GIVEN REQUEST> Copy out word for word the part of the material below that opens with the line containing "in [483, 327]." and runs through the end of the material.

MATERIAL FOR THIS TASK>
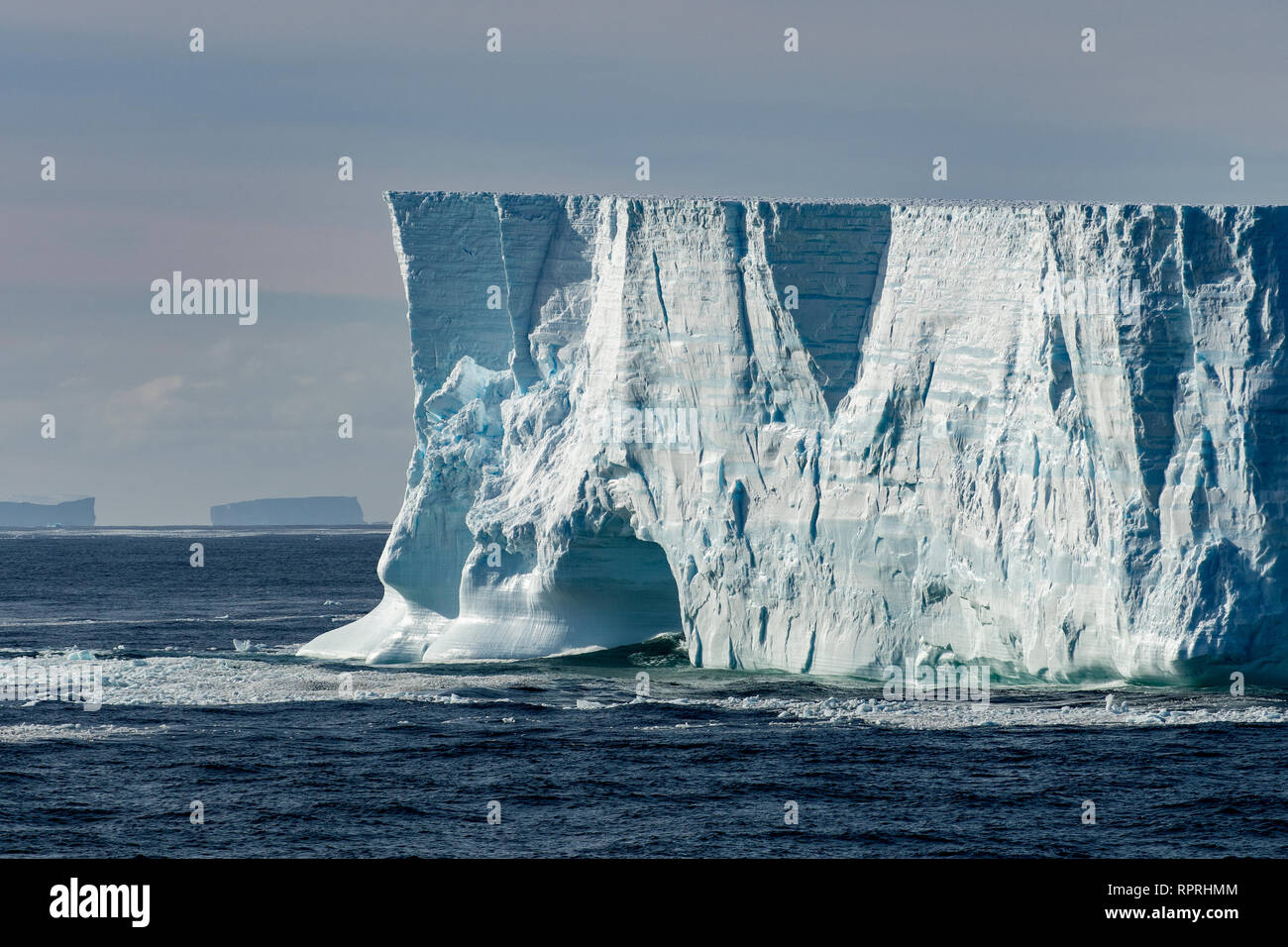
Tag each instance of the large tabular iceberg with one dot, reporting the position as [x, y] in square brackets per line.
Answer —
[835, 437]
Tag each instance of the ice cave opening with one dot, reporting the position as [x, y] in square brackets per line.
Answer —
[617, 583]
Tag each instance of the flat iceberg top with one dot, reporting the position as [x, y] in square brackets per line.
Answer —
[806, 201]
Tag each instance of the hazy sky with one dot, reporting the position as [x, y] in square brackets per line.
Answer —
[223, 163]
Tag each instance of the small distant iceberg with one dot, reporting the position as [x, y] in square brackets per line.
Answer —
[290, 510]
[42, 513]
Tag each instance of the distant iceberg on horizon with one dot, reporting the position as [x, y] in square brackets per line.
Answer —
[290, 510]
[831, 438]
[39, 512]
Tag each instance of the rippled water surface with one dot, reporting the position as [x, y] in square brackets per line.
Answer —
[299, 758]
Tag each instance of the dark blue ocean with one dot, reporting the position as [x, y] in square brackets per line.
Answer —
[292, 758]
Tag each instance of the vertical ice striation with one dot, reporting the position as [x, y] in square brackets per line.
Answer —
[831, 437]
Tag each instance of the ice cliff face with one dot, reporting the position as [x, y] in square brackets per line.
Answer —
[832, 437]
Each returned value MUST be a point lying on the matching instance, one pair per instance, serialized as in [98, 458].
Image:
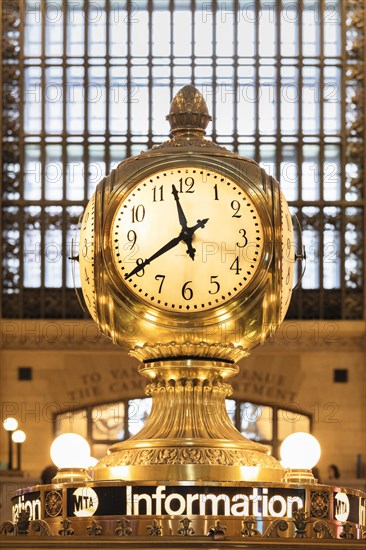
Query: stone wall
[73, 365]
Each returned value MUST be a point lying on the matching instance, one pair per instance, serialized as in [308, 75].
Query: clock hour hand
[181, 216]
[188, 234]
[171, 244]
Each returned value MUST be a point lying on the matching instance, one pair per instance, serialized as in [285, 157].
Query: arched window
[87, 84]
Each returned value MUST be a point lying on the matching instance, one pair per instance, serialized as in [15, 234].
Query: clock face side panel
[86, 257]
[137, 212]
[287, 257]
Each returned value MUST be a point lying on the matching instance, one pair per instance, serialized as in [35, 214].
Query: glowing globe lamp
[71, 454]
[18, 436]
[10, 424]
[299, 453]
[70, 451]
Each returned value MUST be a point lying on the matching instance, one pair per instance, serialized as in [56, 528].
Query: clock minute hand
[171, 244]
[181, 215]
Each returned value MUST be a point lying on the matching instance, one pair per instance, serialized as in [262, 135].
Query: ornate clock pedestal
[187, 260]
[189, 435]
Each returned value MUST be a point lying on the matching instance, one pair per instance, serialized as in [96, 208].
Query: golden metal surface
[188, 355]
[189, 434]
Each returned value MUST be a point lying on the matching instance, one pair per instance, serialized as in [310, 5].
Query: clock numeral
[158, 193]
[235, 205]
[132, 237]
[140, 273]
[216, 192]
[235, 266]
[187, 292]
[84, 250]
[189, 183]
[244, 235]
[138, 213]
[85, 220]
[288, 275]
[216, 283]
[162, 277]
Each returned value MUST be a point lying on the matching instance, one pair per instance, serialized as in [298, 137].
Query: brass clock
[187, 260]
[187, 243]
[187, 239]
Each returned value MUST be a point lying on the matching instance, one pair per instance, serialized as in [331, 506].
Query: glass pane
[108, 422]
[256, 421]
[332, 248]
[75, 29]
[54, 28]
[310, 239]
[138, 411]
[289, 28]
[290, 422]
[53, 247]
[33, 100]
[96, 100]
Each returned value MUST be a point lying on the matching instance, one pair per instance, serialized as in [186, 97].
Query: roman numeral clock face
[187, 239]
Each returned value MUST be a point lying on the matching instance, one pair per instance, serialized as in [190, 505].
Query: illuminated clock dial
[187, 239]
[86, 257]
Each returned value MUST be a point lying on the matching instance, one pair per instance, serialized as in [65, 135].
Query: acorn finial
[188, 111]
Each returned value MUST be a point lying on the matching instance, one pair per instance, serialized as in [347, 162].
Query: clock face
[187, 239]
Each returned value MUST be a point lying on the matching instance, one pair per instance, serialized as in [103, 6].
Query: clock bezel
[153, 312]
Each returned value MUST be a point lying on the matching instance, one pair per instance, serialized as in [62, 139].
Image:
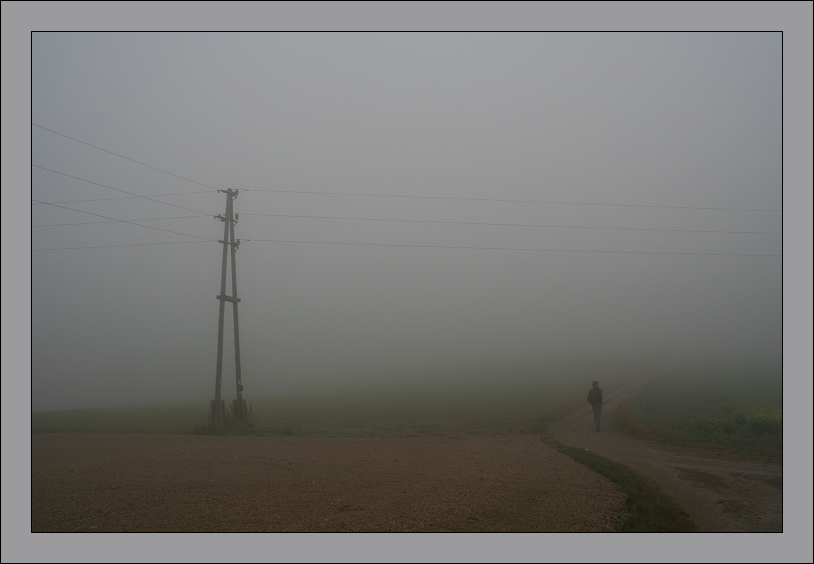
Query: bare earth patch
[443, 482]
[720, 493]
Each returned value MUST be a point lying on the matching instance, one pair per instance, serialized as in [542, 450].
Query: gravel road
[720, 493]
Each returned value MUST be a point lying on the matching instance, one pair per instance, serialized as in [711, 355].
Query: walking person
[595, 399]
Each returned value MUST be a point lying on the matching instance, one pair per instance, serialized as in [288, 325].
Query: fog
[409, 205]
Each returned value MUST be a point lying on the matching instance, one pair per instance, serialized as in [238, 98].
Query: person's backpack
[594, 396]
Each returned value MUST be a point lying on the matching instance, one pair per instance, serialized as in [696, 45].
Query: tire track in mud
[719, 493]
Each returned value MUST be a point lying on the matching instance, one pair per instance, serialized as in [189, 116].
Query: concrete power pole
[238, 405]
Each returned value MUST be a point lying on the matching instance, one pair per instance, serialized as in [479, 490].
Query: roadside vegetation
[648, 511]
[727, 408]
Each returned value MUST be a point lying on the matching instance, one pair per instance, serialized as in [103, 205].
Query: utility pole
[239, 405]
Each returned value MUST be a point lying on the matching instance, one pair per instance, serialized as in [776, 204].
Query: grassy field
[519, 397]
[727, 407]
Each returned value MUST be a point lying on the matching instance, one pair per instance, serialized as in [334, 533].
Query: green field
[519, 397]
[732, 407]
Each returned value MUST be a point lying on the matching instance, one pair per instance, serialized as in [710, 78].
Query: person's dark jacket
[595, 396]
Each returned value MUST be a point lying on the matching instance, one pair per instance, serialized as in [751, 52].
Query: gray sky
[473, 199]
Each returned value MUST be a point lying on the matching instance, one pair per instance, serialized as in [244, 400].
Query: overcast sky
[407, 203]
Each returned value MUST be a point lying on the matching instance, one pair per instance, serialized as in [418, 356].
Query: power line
[113, 246]
[510, 248]
[116, 220]
[123, 157]
[112, 188]
[120, 197]
[508, 224]
[503, 200]
[125, 221]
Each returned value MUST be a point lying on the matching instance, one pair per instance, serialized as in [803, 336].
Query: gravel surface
[440, 482]
[720, 493]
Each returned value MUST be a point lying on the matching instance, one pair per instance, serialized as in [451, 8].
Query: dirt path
[719, 493]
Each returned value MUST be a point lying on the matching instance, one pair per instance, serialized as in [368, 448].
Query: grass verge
[649, 511]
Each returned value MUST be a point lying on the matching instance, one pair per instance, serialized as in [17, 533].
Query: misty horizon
[409, 205]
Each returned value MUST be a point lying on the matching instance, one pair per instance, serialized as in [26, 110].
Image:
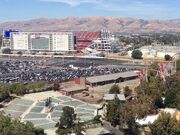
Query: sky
[12, 10]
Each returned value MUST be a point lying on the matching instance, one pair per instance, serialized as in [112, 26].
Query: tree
[19, 53]
[127, 91]
[10, 126]
[113, 115]
[114, 89]
[136, 54]
[6, 51]
[56, 86]
[0, 40]
[158, 102]
[165, 125]
[167, 57]
[68, 117]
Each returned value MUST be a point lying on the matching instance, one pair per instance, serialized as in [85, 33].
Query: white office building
[42, 41]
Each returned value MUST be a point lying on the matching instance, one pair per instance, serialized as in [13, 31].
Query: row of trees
[70, 123]
[23, 88]
[149, 99]
[10, 126]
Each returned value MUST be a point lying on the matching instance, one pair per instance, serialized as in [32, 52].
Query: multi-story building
[42, 41]
[100, 41]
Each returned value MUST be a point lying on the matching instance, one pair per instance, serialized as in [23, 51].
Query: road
[114, 130]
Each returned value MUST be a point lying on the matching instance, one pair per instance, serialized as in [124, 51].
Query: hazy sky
[144, 9]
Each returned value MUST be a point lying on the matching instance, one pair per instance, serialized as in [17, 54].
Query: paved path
[113, 130]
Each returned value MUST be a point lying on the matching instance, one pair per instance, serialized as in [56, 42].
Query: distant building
[111, 78]
[99, 41]
[110, 97]
[40, 41]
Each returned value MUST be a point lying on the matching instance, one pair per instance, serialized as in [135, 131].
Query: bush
[136, 54]
[6, 51]
[20, 53]
[167, 57]
[127, 91]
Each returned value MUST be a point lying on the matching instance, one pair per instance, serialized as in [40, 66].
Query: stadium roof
[103, 78]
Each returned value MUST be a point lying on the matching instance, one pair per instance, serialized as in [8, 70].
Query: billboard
[7, 33]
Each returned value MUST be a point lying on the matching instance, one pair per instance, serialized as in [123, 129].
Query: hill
[114, 24]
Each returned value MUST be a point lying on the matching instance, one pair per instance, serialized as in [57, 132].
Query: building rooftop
[96, 79]
[75, 88]
[109, 97]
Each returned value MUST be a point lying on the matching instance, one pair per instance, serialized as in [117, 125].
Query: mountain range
[94, 23]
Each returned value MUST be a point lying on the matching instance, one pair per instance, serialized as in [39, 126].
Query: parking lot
[53, 70]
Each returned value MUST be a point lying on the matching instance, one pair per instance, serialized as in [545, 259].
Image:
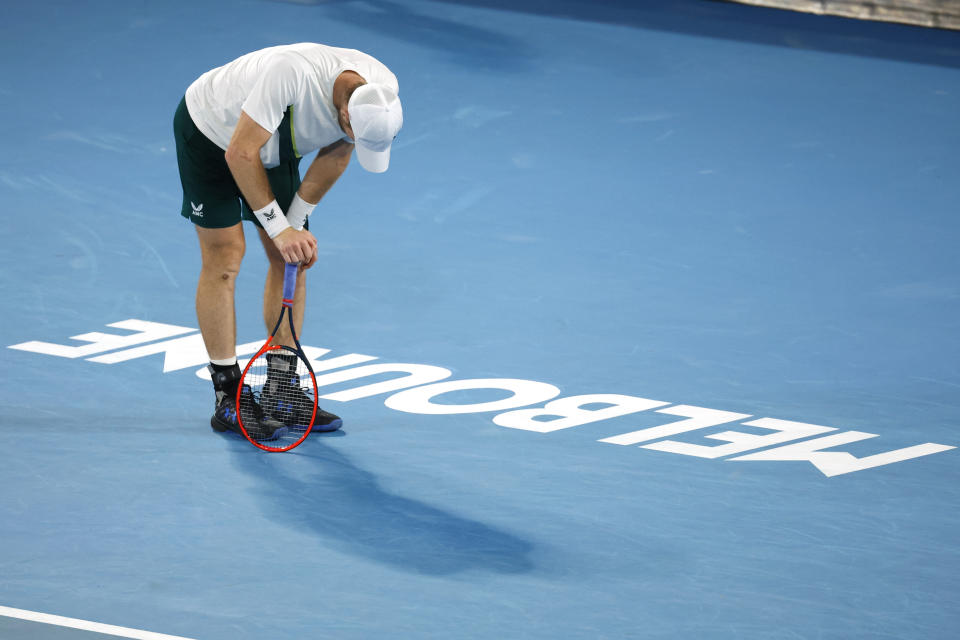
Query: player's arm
[243, 158]
[324, 171]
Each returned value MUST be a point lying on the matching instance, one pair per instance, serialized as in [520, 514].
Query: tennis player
[240, 131]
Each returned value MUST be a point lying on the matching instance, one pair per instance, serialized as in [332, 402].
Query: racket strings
[278, 401]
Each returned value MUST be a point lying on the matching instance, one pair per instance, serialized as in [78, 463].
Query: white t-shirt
[263, 84]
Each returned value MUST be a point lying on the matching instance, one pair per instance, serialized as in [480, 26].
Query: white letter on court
[785, 431]
[99, 342]
[698, 418]
[835, 463]
[525, 392]
[569, 412]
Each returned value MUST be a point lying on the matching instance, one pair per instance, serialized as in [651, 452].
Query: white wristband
[272, 219]
[298, 212]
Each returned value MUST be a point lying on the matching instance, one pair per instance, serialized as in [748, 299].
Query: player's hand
[297, 246]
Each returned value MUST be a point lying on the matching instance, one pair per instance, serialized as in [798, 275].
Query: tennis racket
[277, 397]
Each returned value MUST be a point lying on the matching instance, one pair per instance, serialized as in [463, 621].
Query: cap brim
[373, 161]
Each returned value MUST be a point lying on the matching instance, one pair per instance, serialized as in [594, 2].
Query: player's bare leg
[273, 293]
[221, 252]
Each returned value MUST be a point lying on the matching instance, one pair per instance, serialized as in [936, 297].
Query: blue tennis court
[651, 330]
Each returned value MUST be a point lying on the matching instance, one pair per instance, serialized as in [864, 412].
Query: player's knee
[224, 261]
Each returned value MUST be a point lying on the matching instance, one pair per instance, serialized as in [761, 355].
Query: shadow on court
[318, 489]
[480, 48]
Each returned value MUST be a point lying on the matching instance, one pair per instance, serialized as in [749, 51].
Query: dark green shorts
[211, 197]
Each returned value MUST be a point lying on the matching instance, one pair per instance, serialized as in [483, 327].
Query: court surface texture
[651, 330]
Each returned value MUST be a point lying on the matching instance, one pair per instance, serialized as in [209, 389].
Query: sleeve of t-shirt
[273, 92]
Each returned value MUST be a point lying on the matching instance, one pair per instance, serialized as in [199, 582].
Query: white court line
[85, 625]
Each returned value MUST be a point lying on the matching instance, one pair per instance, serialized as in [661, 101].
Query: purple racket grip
[290, 282]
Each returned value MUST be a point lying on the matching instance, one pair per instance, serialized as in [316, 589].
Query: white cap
[375, 117]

REPLY TO THE TASK>
Each returned value MUST be a point lying on the matching instance, one pair per instance, serialized as in [483, 327].
Query: court surface texture
[651, 330]
Each returned value MUST be a point lying on the matching instance, one pair per instance, serialized as in [209, 389].
Query: sleeve of t-shirt
[273, 92]
Each returned value MUST be a point lying on the matching instance, one pair per instance, serialized as in [199, 582].
Query: white court line
[85, 625]
Each returned value MUST be a point lying on the matching instance, one pair per instance, serialized as in [661, 101].
Query: purple racket grip
[290, 282]
Each returned value MUST be a point lying on the matching instance, one pair per instance, serialized as in [316, 589].
Query: white cap
[375, 117]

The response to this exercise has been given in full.